→ WHAT IS BEING ASKED:
Count the lines in the records that contain the word "pink" and give only that number.

◇ ◇ ◇

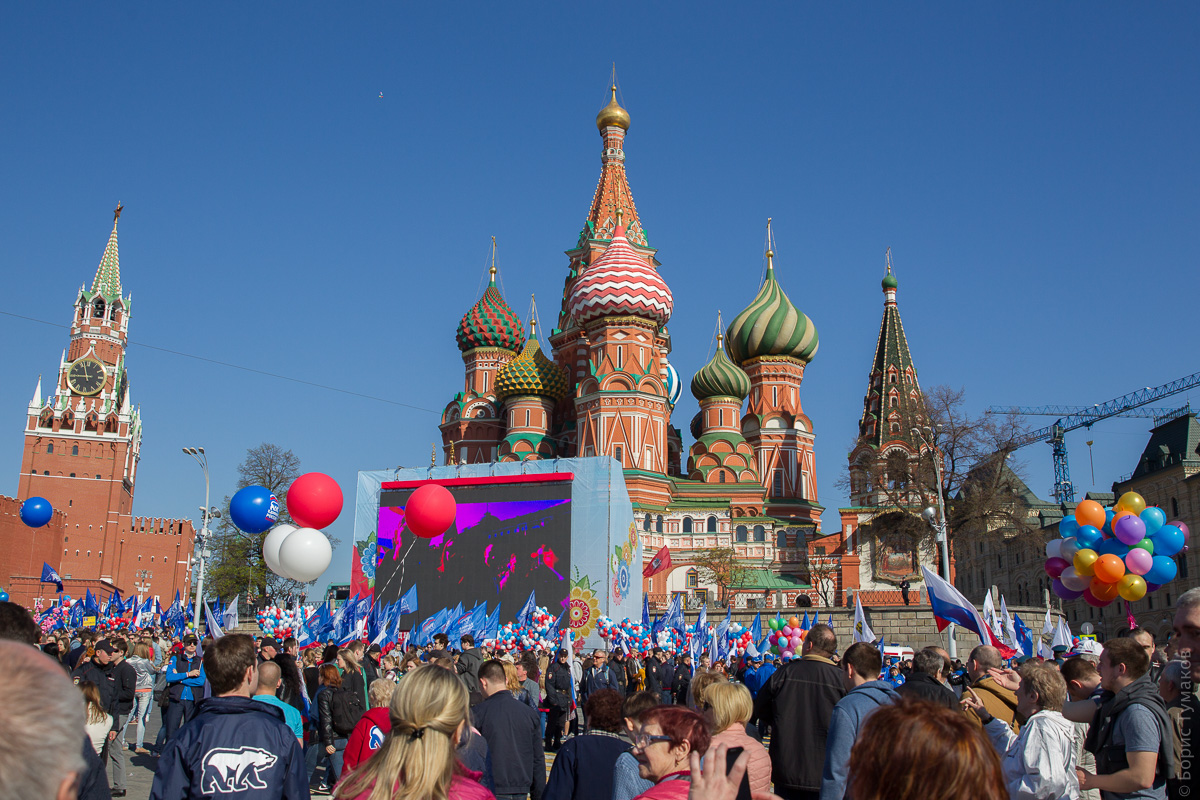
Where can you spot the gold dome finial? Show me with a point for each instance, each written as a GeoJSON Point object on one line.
{"type": "Point", "coordinates": [612, 115]}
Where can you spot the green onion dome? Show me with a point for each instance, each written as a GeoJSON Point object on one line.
{"type": "Point", "coordinates": [771, 325]}
{"type": "Point", "coordinates": [720, 378]}
{"type": "Point", "coordinates": [491, 323]}
{"type": "Point", "coordinates": [532, 373]}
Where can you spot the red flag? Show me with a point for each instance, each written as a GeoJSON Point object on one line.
{"type": "Point", "coordinates": [660, 561]}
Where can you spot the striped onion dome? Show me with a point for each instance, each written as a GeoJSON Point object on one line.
{"type": "Point", "coordinates": [621, 283]}
{"type": "Point", "coordinates": [720, 378]}
{"type": "Point", "coordinates": [771, 325]}
{"type": "Point", "coordinates": [491, 323]}
{"type": "Point", "coordinates": [532, 373]}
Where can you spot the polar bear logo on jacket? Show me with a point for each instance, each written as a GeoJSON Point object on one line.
{"type": "Point", "coordinates": [234, 770]}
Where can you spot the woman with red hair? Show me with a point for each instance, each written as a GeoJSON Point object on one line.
{"type": "Point", "coordinates": [665, 738]}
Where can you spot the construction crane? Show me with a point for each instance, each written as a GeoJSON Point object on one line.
{"type": "Point", "coordinates": [1073, 419]}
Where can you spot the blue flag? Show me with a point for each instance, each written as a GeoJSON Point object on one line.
{"type": "Point", "coordinates": [49, 575]}
{"type": "Point", "coordinates": [525, 619]}
{"type": "Point", "coordinates": [408, 601]}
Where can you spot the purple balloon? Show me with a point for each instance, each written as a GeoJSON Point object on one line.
{"type": "Point", "coordinates": [1129, 529]}
{"type": "Point", "coordinates": [1055, 566]}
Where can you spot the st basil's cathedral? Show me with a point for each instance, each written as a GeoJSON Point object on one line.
{"type": "Point", "coordinates": [607, 389]}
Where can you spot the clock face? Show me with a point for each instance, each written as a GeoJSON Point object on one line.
{"type": "Point", "coordinates": [87, 377]}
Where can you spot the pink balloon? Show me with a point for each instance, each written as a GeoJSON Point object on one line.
{"type": "Point", "coordinates": [1139, 561]}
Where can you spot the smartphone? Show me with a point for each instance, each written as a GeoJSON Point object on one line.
{"type": "Point", "coordinates": [744, 787]}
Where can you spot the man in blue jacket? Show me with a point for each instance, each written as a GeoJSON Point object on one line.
{"type": "Point", "coordinates": [233, 746]}
{"type": "Point", "coordinates": [861, 668]}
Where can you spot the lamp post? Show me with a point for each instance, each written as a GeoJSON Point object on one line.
{"type": "Point", "coordinates": [207, 513]}
{"type": "Point", "coordinates": [936, 518]}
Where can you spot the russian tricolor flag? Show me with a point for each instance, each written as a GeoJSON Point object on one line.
{"type": "Point", "coordinates": [949, 606]}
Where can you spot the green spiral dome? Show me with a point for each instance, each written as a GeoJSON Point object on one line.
{"type": "Point", "coordinates": [771, 325]}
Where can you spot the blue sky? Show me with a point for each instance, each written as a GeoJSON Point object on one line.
{"type": "Point", "coordinates": [1032, 166]}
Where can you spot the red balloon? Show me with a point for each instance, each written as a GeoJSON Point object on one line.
{"type": "Point", "coordinates": [315, 500]}
{"type": "Point", "coordinates": [430, 511]}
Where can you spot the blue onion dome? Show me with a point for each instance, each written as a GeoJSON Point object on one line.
{"type": "Point", "coordinates": [771, 325]}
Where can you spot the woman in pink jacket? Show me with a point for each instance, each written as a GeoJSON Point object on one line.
{"type": "Point", "coordinates": [732, 708]}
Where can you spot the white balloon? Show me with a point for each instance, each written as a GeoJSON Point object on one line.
{"type": "Point", "coordinates": [305, 554]}
{"type": "Point", "coordinates": [271, 547]}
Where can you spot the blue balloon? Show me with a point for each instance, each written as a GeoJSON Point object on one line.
{"type": "Point", "coordinates": [36, 512]}
{"type": "Point", "coordinates": [1089, 536]}
{"type": "Point", "coordinates": [1168, 541]}
{"type": "Point", "coordinates": [255, 509]}
{"type": "Point", "coordinates": [1162, 572]}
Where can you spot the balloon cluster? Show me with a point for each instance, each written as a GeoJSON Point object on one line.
{"type": "Point", "coordinates": [279, 621]}
{"type": "Point", "coordinates": [297, 552]}
{"type": "Point", "coordinates": [1125, 551]}
{"type": "Point", "coordinates": [785, 637]}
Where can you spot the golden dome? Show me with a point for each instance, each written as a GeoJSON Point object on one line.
{"type": "Point", "coordinates": [612, 114]}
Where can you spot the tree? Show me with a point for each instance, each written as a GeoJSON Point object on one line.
{"type": "Point", "coordinates": [721, 566]}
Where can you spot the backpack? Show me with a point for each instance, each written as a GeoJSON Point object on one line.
{"type": "Point", "coordinates": [345, 710]}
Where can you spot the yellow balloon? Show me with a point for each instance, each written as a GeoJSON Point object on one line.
{"type": "Point", "coordinates": [1085, 560]}
{"type": "Point", "coordinates": [1132, 501]}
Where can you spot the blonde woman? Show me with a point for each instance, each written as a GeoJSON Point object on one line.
{"type": "Point", "coordinates": [417, 761]}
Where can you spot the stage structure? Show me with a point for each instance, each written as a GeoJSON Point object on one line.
{"type": "Point", "coordinates": [562, 528]}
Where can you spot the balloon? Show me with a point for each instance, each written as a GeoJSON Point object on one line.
{"type": "Point", "coordinates": [1108, 569]}
{"type": "Point", "coordinates": [1074, 581]}
{"type": "Point", "coordinates": [271, 547]}
{"type": "Point", "coordinates": [305, 554]}
{"type": "Point", "coordinates": [1090, 512]}
{"type": "Point", "coordinates": [1129, 529]}
{"type": "Point", "coordinates": [1155, 518]}
{"type": "Point", "coordinates": [253, 509]}
{"type": "Point", "coordinates": [315, 500]}
{"type": "Point", "coordinates": [1055, 566]}
{"type": "Point", "coordinates": [1089, 536]}
{"type": "Point", "coordinates": [36, 512]}
{"type": "Point", "coordinates": [1139, 561]}
{"type": "Point", "coordinates": [430, 511]}
{"type": "Point", "coordinates": [1132, 501]}
{"type": "Point", "coordinates": [1168, 541]}
{"type": "Point", "coordinates": [1085, 560]}
{"type": "Point", "coordinates": [1104, 591]}
{"type": "Point", "coordinates": [1163, 571]}
{"type": "Point", "coordinates": [1132, 588]}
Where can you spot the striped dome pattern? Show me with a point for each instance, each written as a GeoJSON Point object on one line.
{"type": "Point", "coordinates": [532, 373]}
{"type": "Point", "coordinates": [621, 283]}
{"type": "Point", "coordinates": [720, 378]}
{"type": "Point", "coordinates": [771, 325]}
{"type": "Point", "coordinates": [491, 323]}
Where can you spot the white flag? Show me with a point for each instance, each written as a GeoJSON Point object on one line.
{"type": "Point", "coordinates": [862, 630]}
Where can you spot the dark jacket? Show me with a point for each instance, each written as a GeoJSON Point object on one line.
{"type": "Point", "coordinates": [798, 702]}
{"type": "Point", "coordinates": [583, 768]}
{"type": "Point", "coordinates": [233, 747]}
{"type": "Point", "coordinates": [925, 687]}
{"type": "Point", "coordinates": [514, 738]}
{"type": "Point", "coordinates": [558, 686]}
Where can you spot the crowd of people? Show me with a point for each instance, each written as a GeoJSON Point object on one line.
{"type": "Point", "coordinates": [245, 717]}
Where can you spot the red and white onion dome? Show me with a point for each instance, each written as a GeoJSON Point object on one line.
{"type": "Point", "coordinates": [621, 283]}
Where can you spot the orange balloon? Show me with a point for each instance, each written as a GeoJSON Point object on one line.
{"type": "Point", "coordinates": [1104, 590]}
{"type": "Point", "coordinates": [1108, 569]}
{"type": "Point", "coordinates": [1090, 512]}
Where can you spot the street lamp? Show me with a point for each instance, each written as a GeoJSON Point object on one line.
{"type": "Point", "coordinates": [207, 513]}
{"type": "Point", "coordinates": [936, 517]}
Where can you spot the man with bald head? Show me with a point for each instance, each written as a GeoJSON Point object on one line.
{"type": "Point", "coordinates": [1000, 702]}
{"type": "Point", "coordinates": [269, 678]}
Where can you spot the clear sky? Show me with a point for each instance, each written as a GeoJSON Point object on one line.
{"type": "Point", "coordinates": [1032, 166]}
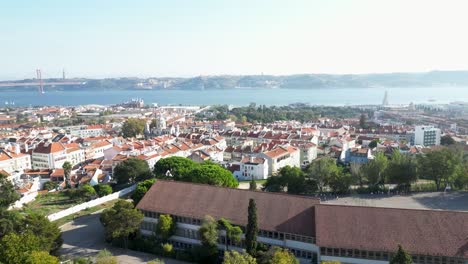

◇ ◇ ◇

→ PROBLEM SOLUTION:
2